## TEXT BLOCK
++++++

Second Generation (“nominal”) curves represent a vital move forward from First Generation curves in so far as they depend on an essential, more advanced, understanding of how to apply MIDAS curves. Since First Generation curves critically rely on the market-derived cumulative volume input in the volume-weighted aspect of the VWAP formula upon which they’re based, their chart positioning is heavily influenced by this market-based cumulative volume input.

This volume influence in VWAP goes back to the original VWAP formula in so far as it was always understood that the more volume traded at a certain price level, the more impact it has on the VWAP. However, beyond this insight the actual role of volume was never investigated more deeply.

When analysed more thoroughly, it emerges that various (identifiable) relationships between price trends and volume trends have a crucial role in the plotting of MIDAS curves. For example, what happens when a MIDAS curve is plotted using data from a rising price trend plus rising volume, or a rising price trend plus declining volume? A lot actually, since curves will displace (move about) quite dramatically as a result of these different relationships between uptrending and downtrending price and volume data. Readers interested in this vital area should consult Coles’ Chapter 11 and Hawkins’ Chapter 6 in the book.

To provide one instance here, Chart 1 below is a monthly chart of the DJIA from 1981 to the present with a volume histogram and a 25 month moving average of volume beneath. A volume MIDAS support curve (solid) is launched from the bottom of the 1987 stock market crash and creates a powerful support level for the major 2003 bottom. The height of this curve is explained by Rule #1, that a rising price trend plus volume trend displaces a curve upwards. After the 2007 high, the subsequent 2008 subprime collapse broke this curve and thus provoked the launch from the same 1987 bottom of a nominal curve (dotted), the rationale being that the persistent uptrend in volume would create a significant downwards displacement of a nominal curve from the volume curve with the potential to influence the 2009 bottom. This is precisely what we see in relation to these two vital market bottoms in recent stock market history.

.

Figure 4

Chart 1

.

Nominal curves are described as constant volume curves because of the way in which the artificial volume that replaces actual cumulative volume from the market is inserted into the MIDAS algorithm. This is explained thoroughly in the book.

Readers looking at Chart 1 will see straightaway that Second Generation nominal curves don’t replace First Generation curves. Both types of curve are crucially needed. It all depends on the relationship between the price-volume trends a MIDAS analyst is confronted with. It also depends crucially on a MIDAS analyst’s familiarity with these relationships and his ability to apply the rules that are derived from them correctly.

Nominal curves can also be applied to contexts where there is no market volume. An example is the volumeless higher timeframe cash FX markets. See Coles’ Chapter 10.

++++++

## TASK LIST
1 - According to the text on MIDAS curves, what does Rule #1 state?
2 - Update the passage of the MIDAS curves text that opens with the words "Nominal curves are" and closes with "Coles’ Chapter 10.", changing "algorithm" to "procedure".

## MATERIAL SHOWN
++++++

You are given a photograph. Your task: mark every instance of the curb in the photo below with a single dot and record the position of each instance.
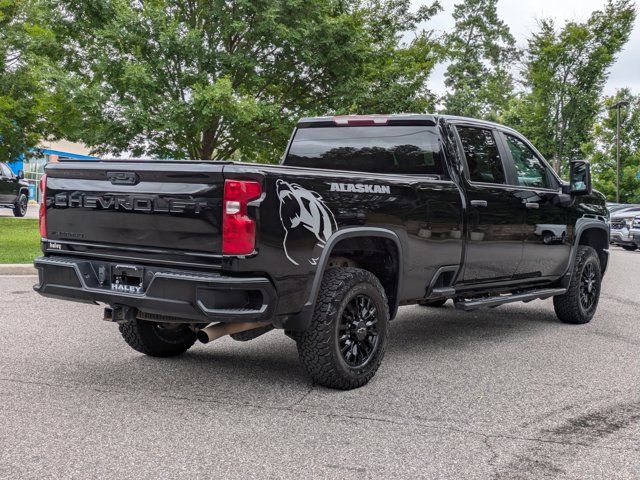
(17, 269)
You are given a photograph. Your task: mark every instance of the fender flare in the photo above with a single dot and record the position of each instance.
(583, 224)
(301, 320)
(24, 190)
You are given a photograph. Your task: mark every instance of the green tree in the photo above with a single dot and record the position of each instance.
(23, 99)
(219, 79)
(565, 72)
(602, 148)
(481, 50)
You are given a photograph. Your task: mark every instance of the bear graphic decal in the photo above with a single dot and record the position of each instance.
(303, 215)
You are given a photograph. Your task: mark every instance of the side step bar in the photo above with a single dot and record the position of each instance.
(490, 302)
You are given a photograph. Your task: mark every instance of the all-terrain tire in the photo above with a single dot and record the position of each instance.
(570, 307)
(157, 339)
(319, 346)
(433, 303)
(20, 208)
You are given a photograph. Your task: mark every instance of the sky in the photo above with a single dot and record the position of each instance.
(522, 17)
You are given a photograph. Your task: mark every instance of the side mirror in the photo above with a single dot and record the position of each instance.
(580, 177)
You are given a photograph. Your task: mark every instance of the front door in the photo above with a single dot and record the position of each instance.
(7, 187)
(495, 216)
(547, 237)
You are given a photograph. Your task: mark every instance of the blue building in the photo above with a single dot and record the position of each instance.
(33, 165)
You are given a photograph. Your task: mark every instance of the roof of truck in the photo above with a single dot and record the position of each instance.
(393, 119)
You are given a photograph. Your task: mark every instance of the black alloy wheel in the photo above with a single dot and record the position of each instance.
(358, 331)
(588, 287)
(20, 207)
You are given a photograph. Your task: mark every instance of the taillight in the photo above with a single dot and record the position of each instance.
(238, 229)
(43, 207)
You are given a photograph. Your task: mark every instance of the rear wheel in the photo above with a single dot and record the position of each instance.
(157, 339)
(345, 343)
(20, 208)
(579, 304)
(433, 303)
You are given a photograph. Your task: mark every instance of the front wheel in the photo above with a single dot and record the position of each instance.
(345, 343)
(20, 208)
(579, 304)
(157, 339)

++++++

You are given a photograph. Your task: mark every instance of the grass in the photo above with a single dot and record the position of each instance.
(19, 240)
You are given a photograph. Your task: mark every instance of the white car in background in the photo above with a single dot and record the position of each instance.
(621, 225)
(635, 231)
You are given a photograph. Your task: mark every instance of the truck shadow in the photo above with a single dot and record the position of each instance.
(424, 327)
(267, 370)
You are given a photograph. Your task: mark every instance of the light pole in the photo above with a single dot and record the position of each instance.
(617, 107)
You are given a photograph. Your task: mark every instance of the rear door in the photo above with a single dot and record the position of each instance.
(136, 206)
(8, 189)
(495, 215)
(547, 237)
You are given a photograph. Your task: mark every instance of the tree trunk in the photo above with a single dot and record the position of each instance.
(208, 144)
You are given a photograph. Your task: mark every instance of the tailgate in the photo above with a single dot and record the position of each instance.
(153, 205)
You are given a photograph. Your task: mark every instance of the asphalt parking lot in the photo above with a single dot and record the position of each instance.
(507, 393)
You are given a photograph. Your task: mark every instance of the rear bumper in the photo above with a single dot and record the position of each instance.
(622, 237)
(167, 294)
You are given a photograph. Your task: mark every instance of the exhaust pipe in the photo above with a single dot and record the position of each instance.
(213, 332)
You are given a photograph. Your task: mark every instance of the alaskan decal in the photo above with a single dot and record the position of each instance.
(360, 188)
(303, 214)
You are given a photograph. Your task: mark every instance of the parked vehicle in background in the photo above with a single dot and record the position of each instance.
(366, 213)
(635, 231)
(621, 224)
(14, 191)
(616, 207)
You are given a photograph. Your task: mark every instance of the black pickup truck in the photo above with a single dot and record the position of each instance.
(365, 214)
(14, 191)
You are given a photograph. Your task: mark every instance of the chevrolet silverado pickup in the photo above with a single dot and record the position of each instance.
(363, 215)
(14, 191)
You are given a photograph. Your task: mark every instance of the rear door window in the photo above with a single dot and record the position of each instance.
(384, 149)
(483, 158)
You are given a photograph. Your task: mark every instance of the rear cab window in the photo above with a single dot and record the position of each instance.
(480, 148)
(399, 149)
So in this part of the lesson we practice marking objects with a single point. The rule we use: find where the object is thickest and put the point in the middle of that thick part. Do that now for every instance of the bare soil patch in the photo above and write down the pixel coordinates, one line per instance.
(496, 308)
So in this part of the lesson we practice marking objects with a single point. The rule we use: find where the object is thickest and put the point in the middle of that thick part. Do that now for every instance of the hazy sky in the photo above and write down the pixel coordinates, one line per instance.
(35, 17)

++++++

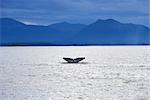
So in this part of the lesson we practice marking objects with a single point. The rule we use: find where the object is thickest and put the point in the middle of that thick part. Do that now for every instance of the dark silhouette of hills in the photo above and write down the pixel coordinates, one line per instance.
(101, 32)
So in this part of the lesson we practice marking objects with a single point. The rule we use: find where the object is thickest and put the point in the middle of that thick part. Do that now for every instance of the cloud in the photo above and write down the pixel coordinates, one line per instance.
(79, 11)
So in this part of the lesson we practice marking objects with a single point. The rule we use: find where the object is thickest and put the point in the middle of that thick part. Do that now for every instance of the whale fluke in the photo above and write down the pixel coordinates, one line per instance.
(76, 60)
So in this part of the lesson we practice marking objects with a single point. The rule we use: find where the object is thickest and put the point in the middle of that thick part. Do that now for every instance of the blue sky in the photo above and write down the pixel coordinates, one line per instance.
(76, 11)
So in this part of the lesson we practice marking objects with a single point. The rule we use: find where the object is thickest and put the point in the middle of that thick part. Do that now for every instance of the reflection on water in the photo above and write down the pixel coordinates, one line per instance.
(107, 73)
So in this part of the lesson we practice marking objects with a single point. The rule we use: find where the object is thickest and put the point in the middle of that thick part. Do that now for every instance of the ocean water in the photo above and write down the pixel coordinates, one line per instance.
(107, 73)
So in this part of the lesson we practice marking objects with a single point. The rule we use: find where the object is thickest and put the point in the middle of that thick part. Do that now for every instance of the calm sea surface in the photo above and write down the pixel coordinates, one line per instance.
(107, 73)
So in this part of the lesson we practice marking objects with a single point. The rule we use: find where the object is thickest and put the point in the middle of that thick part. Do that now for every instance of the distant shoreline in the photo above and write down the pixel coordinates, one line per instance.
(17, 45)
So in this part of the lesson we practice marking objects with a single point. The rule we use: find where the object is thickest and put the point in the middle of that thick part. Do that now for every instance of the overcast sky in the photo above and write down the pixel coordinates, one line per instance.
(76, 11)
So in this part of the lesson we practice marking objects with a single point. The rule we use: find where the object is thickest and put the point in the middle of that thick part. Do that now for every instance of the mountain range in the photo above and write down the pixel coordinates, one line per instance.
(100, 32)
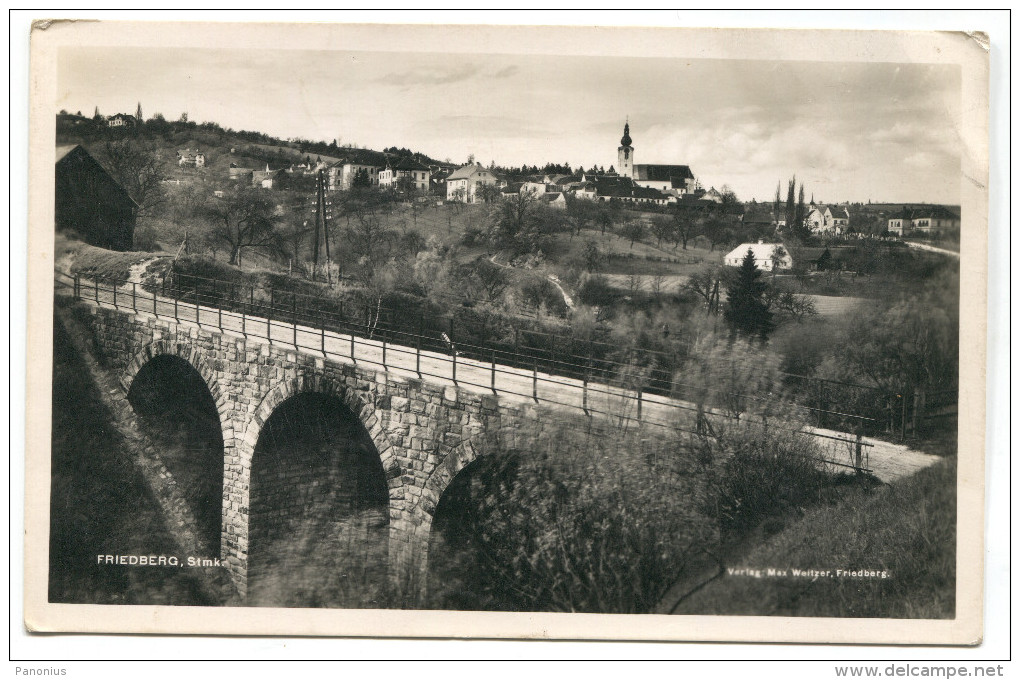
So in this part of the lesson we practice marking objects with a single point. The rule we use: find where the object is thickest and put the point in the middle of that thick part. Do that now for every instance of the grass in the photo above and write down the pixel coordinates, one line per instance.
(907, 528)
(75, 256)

++++++

## TASK SOLUTIONS
1 - A rising price trend plus volume trend displaces a curve upwards.

2 -
Nominal curves are described as constant volume curves because of the way in which the artificial volume that replaces actual cumulative volume from the market is inserted into the MIDAS procedure. This is explained thoroughly in the book.

Readers looking at Chart 1 will see straightaway that Second Generation nominal curves don’t replace First Generation curves. Both types of curve are crucially needed. It all depends on the relationship between the price-volume trends a MIDAS analyst is confronted with. It also depends crucially on a MIDAS analyst’s familiarity with these relationships and his ability to apply the rules that are derived from them correctly.

Nominal curves can also be applied to contexts where there is no market volume. An example is the volumeless higher timeframe cash FX markets. See Coles’ Chapter 10.